++++ Extracted entries

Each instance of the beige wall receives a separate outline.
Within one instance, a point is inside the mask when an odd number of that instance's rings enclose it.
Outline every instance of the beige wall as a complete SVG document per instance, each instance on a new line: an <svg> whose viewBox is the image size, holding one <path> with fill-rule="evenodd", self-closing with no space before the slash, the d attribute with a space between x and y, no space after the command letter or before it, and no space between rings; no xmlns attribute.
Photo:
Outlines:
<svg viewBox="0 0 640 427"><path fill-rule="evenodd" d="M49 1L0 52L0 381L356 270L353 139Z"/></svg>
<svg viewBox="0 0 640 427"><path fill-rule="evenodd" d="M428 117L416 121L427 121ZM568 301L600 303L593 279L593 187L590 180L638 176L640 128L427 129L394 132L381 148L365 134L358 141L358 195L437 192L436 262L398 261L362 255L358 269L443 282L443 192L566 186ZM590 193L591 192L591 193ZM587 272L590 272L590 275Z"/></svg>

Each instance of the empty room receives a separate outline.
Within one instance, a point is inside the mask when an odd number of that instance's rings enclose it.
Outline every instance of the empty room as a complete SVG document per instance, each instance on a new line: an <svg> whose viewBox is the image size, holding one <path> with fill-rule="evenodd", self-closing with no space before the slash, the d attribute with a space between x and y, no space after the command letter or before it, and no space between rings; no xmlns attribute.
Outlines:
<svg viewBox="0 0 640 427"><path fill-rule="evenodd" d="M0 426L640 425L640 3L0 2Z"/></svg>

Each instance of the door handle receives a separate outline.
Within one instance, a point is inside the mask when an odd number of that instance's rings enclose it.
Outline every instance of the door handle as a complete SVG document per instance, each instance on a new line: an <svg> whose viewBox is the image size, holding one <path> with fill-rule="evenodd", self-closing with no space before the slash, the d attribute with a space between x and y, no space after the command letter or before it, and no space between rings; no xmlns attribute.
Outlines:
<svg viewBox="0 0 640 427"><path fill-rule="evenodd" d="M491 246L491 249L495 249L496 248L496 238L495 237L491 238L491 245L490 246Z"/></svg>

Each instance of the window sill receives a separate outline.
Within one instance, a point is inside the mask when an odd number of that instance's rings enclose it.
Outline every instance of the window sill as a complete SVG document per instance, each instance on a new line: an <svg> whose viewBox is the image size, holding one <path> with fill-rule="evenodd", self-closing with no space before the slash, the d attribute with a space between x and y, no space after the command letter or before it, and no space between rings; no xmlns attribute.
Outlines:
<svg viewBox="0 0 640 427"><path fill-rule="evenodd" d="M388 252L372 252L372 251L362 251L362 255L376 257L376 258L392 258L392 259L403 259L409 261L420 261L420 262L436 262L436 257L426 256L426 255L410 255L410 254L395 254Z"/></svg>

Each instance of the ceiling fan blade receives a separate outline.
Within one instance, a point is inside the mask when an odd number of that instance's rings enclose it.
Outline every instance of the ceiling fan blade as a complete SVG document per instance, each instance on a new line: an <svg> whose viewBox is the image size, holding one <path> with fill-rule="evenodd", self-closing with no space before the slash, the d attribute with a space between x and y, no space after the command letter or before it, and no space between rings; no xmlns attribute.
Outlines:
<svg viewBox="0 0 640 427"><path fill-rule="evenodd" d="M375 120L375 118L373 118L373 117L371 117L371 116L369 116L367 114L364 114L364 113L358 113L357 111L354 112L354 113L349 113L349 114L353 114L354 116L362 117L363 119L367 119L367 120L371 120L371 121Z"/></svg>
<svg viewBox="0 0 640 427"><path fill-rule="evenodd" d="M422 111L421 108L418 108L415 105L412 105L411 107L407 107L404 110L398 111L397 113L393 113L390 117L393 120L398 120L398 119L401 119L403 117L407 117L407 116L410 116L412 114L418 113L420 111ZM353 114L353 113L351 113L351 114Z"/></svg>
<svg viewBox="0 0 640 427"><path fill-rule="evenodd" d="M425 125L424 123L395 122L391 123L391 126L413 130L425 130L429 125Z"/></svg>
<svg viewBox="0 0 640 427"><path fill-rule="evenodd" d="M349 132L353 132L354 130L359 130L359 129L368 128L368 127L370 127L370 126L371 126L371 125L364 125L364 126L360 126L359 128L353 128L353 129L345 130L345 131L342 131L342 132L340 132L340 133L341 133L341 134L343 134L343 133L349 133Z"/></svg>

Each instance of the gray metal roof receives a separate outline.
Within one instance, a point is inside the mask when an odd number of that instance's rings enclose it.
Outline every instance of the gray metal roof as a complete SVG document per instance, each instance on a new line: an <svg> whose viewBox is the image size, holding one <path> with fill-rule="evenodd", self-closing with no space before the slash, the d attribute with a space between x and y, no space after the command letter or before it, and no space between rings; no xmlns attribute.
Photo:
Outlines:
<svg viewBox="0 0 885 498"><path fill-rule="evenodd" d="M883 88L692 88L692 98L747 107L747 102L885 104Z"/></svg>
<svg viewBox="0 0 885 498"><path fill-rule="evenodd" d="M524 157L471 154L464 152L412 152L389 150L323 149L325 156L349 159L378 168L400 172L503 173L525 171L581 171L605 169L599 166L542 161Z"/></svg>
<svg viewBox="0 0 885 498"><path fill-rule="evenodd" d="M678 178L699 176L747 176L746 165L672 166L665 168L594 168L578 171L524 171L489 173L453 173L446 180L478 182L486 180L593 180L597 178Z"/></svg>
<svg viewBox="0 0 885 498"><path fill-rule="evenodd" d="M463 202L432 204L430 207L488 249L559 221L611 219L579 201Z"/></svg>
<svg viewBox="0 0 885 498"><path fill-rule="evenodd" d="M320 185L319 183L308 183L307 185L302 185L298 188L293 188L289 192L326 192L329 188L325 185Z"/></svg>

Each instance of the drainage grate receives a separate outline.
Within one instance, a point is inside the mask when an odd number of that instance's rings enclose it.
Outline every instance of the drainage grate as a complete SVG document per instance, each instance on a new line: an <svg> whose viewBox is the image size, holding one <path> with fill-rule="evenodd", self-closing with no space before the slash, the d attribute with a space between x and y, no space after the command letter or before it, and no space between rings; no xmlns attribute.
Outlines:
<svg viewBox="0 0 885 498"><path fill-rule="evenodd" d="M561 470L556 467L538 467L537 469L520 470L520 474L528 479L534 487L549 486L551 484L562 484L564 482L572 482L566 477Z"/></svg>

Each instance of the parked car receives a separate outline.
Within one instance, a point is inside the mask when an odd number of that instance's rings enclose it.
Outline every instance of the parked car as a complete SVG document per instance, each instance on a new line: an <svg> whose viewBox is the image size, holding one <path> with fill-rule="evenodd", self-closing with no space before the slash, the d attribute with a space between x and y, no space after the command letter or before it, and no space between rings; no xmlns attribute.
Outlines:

++++++++

Look through the entries above for the word "beige". Copy every line where it shows up.

Expected output –
Each instance of the beige wall receives a separate outline.
Outline every instance of the beige wall as a complete SVG document per instance, each instance on a new line: an <svg> whose viewBox is the image size, holding one <path> with fill-rule="evenodd", self-closing with no space before the slash, the d attribute with a space between x and y, no space after the command letter or before it, and no space between rings; no xmlns attribute.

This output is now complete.